──────── Records for the task ────────
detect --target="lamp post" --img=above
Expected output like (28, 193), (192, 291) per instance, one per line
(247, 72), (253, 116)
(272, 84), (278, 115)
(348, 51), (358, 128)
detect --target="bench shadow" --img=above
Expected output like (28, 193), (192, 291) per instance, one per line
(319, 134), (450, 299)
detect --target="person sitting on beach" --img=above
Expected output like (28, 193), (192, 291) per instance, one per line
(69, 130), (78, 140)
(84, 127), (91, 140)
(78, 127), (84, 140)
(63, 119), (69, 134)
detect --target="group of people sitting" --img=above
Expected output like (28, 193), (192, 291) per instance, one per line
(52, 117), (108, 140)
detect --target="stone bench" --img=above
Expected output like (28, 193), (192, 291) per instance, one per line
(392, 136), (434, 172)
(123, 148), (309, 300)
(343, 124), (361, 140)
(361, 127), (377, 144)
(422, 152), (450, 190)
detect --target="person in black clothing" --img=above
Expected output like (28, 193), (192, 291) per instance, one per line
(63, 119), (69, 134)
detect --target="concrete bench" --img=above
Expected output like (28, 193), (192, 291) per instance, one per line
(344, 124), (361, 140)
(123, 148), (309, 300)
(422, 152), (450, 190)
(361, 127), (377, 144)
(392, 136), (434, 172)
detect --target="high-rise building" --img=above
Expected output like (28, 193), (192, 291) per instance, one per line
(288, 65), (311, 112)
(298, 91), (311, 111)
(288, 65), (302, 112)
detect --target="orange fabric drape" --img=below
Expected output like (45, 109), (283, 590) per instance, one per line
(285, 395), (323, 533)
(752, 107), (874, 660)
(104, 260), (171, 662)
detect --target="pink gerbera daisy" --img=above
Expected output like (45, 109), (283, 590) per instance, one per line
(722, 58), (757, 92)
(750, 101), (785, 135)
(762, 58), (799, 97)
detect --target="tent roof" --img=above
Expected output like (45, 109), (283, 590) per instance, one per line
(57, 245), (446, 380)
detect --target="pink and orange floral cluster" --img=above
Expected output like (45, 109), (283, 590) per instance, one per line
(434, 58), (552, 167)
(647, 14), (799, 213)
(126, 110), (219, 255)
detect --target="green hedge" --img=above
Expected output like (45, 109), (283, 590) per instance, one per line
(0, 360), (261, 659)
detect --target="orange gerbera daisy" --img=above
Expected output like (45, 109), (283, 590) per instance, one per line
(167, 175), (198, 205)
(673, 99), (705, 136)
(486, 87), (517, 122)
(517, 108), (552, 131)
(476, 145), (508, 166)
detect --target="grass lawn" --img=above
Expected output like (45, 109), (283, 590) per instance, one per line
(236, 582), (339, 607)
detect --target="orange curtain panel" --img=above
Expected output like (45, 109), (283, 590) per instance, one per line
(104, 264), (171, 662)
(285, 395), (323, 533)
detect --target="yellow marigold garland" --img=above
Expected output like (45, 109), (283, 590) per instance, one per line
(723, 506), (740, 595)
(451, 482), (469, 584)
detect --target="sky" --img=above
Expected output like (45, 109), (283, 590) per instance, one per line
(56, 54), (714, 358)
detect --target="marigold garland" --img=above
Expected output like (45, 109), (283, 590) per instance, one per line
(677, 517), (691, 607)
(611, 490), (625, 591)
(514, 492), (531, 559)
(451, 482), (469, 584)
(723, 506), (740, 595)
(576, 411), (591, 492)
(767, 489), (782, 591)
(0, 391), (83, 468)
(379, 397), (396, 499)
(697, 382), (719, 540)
────────
▶ **Direction**:
Please give every one of these rows as a two-column CSV with the headers command and boxes, one line per row: the row's text goes under command and its answer under boxes. Quote each field and replace its line breaks with spaces.

▶ **Written answer**:
command,boxes
"detect --target=""lamp post"" --img=above Expected output like (28, 193), (192, 291) per instance, one per line","(247, 72), (253, 116) (272, 84), (278, 115) (348, 51), (358, 128)"
"detect --target=""bench shadow"" --img=above Expected output like (28, 193), (192, 291) per instance, one per line","(319, 134), (450, 299)"
"detect --target=""person sitting on beach"" --img=above Expected output like (28, 193), (192, 291) per instance, one per line","(69, 130), (78, 140) (84, 127), (91, 140) (78, 127), (84, 140) (63, 119), (69, 134)"
"detect --target=""group of people sitting"" --img=above Expected output like (28, 193), (192, 291) per instance, one per line","(52, 117), (108, 140)"
"detect --target=""stone bench"" --img=above Expected output like (28, 193), (192, 291) per instance, one per line","(392, 136), (434, 172) (123, 148), (309, 300) (343, 124), (361, 140) (361, 127), (377, 144) (422, 152), (450, 190)"
"detect --target=""person in black clothing"" --img=above Expected output like (28, 193), (192, 291) per instance, one per line","(63, 119), (69, 134)"
"detect --target=""concrete bench"" --img=above Expected output like (28, 193), (192, 291) per instance, one per line","(344, 124), (361, 140) (123, 148), (309, 300) (422, 152), (450, 190) (361, 127), (377, 144) (392, 136), (434, 172)"
"detect --target=""high-rise building"" --img=above Expected output like (28, 193), (192, 291) per instance, one per line","(288, 65), (311, 112) (298, 91), (311, 111) (288, 65), (302, 112)"
"detect --target=""orange fabric drape"" --img=below Expected output like (45, 109), (283, 590) per instance, one per line","(285, 395), (323, 533) (752, 107), (874, 660) (104, 260), (171, 662)"
"detect --target=""pink gerbera daisy"" --img=above Expected output like (45, 109), (283, 590) per instance, one per line","(722, 58), (757, 92) (750, 101), (785, 135) (762, 58), (799, 97)"
"detect --target=""tent roof"" --img=above Expected output like (45, 109), (283, 590) per instance, one per line","(57, 245), (446, 380)"
"detect --target=""pink and orange floral cluster"" --img=above Expected output like (45, 109), (283, 590) per instance, one per line","(434, 58), (552, 167) (647, 14), (799, 213) (126, 110), (219, 255)"
"detect --target=""green hedge"" --img=above Expected output like (45, 109), (283, 590) per instance, one per line","(0, 360), (261, 659)"
"detect --target=""orange gerbera daisy"" --img=above Expected output like (45, 109), (283, 590) per instance, one per line","(167, 175), (198, 205) (673, 99), (705, 136) (486, 87), (517, 122) (517, 108), (552, 131) (476, 145), (508, 166)"
"detect --target=""grass lawn"" --img=above Expected output like (45, 109), (283, 590) per instance, one per line","(236, 582), (339, 607)"
"detect --target=""orange curtain panel"" --img=above Expected output like (45, 109), (283, 590) per instance, one per line","(104, 264), (171, 662) (285, 395), (323, 533)"
"detect --target=""yellow marigold garland"" --img=above Expected output like (45, 109), (283, 590) per instance, one per line","(723, 506), (740, 595) (451, 482), (469, 584)"
"detect --target=""sky"" --img=above Expected output like (45, 109), (283, 590) per instance, one per line","(56, 54), (714, 358)"
"detect --target=""marigold garland"" --img=above Expected output like (45, 109), (283, 590) per instance, one per line","(677, 517), (691, 607) (611, 490), (625, 591) (514, 492), (531, 559) (451, 482), (469, 584) (723, 506), (740, 595) (576, 411), (591, 492) (767, 489), (782, 591) (0, 391), (83, 468) (379, 397), (396, 499) (697, 382), (719, 540)"